**** Records for the task ****

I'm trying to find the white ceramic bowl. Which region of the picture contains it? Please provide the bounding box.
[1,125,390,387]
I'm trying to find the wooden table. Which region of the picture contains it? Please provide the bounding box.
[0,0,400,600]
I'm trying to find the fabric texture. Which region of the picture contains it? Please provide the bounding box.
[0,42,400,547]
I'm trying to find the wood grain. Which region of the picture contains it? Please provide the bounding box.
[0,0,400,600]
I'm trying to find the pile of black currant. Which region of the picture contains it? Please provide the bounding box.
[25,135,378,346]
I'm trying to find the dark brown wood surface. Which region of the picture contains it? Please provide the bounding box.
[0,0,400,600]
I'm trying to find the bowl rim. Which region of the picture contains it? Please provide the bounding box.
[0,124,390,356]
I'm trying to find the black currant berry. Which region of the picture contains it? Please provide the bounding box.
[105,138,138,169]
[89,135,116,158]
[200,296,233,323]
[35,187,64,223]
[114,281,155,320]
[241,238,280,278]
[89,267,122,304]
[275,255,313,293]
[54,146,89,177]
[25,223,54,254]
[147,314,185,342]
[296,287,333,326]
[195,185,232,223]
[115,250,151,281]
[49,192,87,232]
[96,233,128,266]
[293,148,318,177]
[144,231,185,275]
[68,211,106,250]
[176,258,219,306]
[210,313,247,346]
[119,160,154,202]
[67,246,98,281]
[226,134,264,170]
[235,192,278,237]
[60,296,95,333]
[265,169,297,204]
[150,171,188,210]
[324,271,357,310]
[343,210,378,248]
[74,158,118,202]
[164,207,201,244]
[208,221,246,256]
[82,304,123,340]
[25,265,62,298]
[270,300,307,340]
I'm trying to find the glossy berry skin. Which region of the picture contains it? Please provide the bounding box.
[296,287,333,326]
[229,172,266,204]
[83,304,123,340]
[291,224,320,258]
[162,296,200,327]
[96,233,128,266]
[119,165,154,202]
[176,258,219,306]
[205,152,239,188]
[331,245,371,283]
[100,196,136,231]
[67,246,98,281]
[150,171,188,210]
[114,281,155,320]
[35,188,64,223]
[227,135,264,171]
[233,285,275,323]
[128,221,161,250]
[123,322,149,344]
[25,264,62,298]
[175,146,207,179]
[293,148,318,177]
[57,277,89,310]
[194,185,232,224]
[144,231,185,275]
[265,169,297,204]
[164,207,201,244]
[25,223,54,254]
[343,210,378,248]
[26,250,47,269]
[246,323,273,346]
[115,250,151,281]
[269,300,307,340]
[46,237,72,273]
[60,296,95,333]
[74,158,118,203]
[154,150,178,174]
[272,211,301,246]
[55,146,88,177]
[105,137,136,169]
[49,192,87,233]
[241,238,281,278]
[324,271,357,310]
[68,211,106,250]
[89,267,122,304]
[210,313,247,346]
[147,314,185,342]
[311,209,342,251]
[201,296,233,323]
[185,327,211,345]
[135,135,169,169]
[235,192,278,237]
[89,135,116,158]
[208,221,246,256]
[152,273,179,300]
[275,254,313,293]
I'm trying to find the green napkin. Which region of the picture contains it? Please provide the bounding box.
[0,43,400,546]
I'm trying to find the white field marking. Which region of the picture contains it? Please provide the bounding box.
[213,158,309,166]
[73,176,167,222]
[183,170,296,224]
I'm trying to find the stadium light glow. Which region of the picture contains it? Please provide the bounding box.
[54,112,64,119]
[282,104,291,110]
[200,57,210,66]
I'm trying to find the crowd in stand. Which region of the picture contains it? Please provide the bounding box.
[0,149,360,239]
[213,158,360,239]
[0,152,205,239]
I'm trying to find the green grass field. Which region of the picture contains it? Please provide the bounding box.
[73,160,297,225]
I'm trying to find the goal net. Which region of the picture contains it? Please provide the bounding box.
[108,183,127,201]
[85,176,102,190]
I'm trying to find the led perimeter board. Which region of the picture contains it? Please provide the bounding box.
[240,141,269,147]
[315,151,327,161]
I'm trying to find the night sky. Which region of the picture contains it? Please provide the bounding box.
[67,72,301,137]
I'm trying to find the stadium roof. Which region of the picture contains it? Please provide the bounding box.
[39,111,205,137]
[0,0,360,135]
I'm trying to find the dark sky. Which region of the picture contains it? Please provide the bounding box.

****

**Task directions**. Can you print the records from the line with "I'm trying to find the green napkin." to the line with "[85,176,102,190]", word for word and including both of those lines, and nothing else?

**Right answer**.
I'm trying to find the green napkin. Which region of the picture contains it? Please provide the bounding box.
[0,43,400,546]
I'm trying to find the white field marking. Which region of the picture contains it? Please provide the bounding box.
[213,158,309,166]
[73,176,167,222]
[183,170,296,224]
I'm trying to find the stadium light glow. Which region of the picture contains it? Please provide the bounding box.
[54,112,64,119]
[282,104,291,110]
[200,57,210,66]
I'm trying to find the crowd in stand. Which region of the picture contains it? Please provide the bounding box.
[0,149,360,239]
[213,158,360,239]
[0,152,205,239]
I'm trying to find the green grass field. Which region of the picture contains it? Please provide the bounding box.
[73,160,297,225]
I'm trying to find the goal net. Which region of the picture contains it? Please provide the bounding box.
[108,183,127,201]
[85,176,102,190]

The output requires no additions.